From the line containing "the green bush" to the end of the listing, write out every line exactly; leave out everything else.

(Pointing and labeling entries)

^^^^

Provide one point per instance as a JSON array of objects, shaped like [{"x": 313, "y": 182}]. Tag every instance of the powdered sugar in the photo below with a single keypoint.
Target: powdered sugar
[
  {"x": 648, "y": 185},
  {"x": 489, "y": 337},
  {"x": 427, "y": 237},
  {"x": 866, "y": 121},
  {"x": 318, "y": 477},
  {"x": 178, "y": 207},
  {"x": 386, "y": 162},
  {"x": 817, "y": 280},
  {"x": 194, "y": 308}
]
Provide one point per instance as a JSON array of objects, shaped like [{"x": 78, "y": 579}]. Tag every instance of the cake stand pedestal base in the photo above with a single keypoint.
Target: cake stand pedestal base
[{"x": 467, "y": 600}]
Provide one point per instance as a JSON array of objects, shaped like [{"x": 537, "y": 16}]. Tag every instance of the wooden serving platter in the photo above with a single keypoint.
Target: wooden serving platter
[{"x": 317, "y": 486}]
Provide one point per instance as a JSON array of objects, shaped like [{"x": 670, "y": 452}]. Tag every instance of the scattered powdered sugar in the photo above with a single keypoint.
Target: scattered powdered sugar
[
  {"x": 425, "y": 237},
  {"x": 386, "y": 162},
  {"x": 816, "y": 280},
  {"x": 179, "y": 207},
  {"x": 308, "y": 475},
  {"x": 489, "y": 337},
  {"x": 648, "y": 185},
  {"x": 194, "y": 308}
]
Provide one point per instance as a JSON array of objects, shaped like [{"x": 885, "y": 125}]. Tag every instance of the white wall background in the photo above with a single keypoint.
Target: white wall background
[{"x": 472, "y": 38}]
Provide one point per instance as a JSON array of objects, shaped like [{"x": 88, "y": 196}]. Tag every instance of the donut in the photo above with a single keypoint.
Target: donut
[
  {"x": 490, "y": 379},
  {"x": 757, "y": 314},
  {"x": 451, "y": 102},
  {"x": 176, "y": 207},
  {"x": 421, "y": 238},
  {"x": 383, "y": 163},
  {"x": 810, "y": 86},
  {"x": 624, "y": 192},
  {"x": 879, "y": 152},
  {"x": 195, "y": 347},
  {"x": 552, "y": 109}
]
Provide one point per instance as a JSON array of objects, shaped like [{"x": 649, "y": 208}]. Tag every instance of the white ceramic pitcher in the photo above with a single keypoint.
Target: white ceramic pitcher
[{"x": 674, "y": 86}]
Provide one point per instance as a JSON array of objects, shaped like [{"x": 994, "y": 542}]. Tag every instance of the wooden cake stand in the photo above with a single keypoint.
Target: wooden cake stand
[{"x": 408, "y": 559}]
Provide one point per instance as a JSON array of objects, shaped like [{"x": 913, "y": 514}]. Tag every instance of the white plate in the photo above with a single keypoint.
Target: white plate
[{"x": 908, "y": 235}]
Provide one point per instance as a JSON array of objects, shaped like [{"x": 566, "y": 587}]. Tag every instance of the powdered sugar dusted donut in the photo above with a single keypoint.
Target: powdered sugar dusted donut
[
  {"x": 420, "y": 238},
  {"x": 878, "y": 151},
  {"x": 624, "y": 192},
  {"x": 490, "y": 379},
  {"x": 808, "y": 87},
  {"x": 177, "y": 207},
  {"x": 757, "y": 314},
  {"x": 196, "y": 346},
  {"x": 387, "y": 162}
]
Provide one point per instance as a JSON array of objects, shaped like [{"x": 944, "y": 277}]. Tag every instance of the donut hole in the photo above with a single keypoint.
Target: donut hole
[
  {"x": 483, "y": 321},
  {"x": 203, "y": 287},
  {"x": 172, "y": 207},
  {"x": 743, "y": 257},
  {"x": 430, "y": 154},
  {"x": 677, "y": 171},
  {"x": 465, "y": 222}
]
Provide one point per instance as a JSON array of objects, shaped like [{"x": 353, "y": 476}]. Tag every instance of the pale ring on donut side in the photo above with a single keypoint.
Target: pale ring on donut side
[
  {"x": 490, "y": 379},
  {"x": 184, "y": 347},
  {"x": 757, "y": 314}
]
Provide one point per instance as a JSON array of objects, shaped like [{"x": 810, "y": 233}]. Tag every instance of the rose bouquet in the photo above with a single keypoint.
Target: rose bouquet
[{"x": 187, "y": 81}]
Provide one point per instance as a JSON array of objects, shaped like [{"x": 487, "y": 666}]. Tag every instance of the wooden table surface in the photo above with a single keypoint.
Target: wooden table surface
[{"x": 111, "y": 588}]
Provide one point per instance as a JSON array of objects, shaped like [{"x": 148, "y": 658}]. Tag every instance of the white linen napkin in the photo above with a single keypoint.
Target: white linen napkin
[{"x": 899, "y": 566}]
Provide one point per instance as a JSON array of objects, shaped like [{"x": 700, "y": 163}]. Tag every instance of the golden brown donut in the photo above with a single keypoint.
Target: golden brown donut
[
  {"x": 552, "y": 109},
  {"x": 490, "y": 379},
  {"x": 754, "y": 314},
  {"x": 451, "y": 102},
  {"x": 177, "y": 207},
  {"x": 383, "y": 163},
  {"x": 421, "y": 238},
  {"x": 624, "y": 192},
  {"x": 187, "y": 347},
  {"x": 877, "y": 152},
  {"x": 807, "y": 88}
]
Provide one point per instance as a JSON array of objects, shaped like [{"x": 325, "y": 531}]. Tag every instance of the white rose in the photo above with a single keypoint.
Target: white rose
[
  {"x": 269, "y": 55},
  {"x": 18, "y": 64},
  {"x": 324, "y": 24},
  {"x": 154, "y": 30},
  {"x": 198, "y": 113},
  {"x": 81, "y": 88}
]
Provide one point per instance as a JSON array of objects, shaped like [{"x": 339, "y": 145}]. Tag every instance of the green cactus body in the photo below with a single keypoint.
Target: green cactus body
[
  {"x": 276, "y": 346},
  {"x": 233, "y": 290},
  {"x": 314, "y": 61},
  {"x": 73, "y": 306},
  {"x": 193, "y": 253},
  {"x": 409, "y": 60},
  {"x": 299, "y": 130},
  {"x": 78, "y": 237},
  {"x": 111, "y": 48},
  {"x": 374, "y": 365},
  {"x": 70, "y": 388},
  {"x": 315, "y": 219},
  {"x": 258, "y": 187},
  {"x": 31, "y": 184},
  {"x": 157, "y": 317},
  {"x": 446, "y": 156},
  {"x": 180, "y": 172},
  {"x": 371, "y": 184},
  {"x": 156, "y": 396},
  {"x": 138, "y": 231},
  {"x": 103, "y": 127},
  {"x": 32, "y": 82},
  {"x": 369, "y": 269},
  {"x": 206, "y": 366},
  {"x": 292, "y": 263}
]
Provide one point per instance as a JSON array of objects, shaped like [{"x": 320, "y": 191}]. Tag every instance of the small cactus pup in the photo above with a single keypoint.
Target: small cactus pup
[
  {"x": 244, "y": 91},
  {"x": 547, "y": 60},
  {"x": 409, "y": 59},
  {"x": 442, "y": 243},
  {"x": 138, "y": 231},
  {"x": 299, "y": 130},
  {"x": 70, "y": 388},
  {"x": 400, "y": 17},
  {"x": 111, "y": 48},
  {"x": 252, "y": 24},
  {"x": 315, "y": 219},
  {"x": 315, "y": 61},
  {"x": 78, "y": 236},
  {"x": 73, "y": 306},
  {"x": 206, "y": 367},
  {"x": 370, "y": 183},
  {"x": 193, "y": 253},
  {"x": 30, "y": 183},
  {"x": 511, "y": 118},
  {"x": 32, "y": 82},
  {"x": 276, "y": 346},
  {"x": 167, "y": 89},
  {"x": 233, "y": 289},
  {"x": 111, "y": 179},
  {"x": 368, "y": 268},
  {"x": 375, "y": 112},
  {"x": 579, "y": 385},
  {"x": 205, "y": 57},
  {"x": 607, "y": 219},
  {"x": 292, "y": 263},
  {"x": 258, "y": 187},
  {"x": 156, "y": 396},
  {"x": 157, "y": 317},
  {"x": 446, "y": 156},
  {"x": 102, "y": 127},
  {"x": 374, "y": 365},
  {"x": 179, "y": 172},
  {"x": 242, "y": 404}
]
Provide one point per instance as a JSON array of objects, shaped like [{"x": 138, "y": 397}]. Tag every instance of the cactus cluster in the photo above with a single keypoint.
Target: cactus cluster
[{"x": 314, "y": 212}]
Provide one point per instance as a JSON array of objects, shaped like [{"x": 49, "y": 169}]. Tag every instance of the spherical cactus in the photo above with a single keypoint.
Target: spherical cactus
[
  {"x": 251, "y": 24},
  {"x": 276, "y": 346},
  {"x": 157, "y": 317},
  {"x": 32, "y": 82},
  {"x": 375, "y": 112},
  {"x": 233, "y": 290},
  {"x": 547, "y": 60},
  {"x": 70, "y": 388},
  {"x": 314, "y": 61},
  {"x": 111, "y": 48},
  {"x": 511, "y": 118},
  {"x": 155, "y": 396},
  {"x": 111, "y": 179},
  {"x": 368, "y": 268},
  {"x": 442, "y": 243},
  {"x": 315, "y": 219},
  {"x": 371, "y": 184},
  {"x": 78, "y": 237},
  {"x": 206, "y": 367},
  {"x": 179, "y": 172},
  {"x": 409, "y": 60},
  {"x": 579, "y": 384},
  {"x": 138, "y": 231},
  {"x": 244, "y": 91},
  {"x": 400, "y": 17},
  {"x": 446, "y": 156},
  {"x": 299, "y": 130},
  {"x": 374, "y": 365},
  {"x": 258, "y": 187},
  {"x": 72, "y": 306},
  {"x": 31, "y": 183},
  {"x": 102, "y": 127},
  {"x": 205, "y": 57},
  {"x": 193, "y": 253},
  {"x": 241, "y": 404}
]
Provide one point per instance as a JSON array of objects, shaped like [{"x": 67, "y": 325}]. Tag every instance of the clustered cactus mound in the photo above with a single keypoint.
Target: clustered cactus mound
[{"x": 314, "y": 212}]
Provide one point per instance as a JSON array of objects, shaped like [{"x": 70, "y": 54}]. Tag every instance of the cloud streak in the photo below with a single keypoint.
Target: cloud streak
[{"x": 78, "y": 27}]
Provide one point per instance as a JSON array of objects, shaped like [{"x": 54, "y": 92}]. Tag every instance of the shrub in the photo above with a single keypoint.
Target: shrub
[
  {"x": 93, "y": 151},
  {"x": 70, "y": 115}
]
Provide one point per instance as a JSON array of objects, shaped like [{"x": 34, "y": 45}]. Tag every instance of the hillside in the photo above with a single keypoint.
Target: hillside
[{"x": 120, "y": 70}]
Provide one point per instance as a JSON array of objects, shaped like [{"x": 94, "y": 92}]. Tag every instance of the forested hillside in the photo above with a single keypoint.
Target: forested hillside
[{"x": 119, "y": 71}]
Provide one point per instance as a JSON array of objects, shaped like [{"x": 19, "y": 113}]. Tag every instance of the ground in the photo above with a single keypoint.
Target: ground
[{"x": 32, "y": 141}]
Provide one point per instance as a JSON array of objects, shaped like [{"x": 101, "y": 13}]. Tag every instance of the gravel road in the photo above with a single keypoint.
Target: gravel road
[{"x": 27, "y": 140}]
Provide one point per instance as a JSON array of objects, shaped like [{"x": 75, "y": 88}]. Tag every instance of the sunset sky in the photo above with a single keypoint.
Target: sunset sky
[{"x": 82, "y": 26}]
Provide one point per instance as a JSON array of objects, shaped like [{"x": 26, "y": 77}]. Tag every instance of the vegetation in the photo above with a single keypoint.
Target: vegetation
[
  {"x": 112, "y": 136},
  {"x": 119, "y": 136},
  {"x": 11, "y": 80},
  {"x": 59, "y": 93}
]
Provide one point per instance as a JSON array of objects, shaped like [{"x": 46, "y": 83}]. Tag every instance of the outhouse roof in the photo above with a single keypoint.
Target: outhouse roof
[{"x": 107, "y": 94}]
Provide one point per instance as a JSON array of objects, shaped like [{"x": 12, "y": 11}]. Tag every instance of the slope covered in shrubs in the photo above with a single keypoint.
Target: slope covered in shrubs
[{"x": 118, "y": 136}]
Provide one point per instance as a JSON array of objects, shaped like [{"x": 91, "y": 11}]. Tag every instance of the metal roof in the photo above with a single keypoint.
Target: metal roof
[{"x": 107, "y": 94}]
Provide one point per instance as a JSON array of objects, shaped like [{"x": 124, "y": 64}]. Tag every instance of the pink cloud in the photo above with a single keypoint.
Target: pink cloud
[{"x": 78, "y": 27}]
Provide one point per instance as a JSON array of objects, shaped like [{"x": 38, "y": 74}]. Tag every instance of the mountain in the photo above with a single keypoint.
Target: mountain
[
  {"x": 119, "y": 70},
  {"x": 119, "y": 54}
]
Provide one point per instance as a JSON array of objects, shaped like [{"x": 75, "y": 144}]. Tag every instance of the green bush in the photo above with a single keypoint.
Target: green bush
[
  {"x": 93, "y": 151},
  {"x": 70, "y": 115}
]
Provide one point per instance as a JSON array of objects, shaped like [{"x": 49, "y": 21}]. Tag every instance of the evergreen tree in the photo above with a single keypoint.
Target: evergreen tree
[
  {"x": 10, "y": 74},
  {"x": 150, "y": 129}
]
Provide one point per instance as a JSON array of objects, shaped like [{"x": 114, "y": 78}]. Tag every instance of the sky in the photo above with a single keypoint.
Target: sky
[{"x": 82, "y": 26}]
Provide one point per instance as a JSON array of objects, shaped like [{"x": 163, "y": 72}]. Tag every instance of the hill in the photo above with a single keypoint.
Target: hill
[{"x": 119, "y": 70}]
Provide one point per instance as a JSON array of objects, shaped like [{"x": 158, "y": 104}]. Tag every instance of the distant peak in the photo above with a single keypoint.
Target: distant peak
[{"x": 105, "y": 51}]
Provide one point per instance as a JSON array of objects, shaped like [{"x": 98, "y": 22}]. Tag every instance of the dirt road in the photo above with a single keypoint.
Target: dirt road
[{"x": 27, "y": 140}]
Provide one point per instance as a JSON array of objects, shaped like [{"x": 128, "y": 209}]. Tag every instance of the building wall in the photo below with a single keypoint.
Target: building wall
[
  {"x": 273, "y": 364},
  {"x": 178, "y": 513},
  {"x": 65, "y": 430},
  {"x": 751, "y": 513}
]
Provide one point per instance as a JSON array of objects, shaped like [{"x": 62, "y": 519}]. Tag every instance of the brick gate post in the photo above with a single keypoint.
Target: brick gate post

^^^^

EXPECTED ANSWER =>
Provide one point per instance as a JSON array of objects, shaped like [{"x": 75, "y": 144}]. Tag every instance of the green bush in the photo above with a single keypoint.
Target: green bush
[
  {"x": 93, "y": 151},
  {"x": 70, "y": 115}
]
Provide one point per instance as a JSON array of objects, shaped like [{"x": 49, "y": 21}]. Tag every instance of the evergreen tree in the photo above with a single keypoint.
Target: evergreen tree
[
  {"x": 10, "y": 74},
  {"x": 150, "y": 129}
]
Provide one point per instance as a JSON array of objects, shaped like [{"x": 114, "y": 78}]. Tag every instance of the sky in the photo above with a single keypoint.
Target: sky
[{"x": 82, "y": 26}]
Provide one point per instance as a JSON array of objects, shaped like [{"x": 163, "y": 72}]. Tag every instance of the hill in the photo above with a single keypoint.
Target: hill
[{"x": 119, "y": 70}]
Provide one point per instance as a JSON array of objects, shaped like [{"x": 158, "y": 104}]. Tag every instance of the distant peak in the photo above with a single keypoint.
Target: distant peak
[{"x": 105, "y": 51}]
Provide one point per instance as a JSON array of objects, shaped like [{"x": 98, "y": 22}]. Tag every instance of the dirt road in the photo above with a single keypoint.
Target: dirt road
[{"x": 27, "y": 140}]
Provide one point per instance as a JSON array of objects, shaped like [{"x": 128, "y": 209}]. Tag every instance of the building wall in the photo below with a single keypoint.
Target: building wall
[
  {"x": 273, "y": 364},
  {"x": 178, "y": 513},
  {"x": 65, "y": 430},
  {"x": 751, "y": 513}
]
Provide one point per instance as a JSON array of objects, shaped like [{"x": 62, "y": 519}]. Tag every instance of the brick gate post in the photo above with a single keypoint.
Target: brick gate post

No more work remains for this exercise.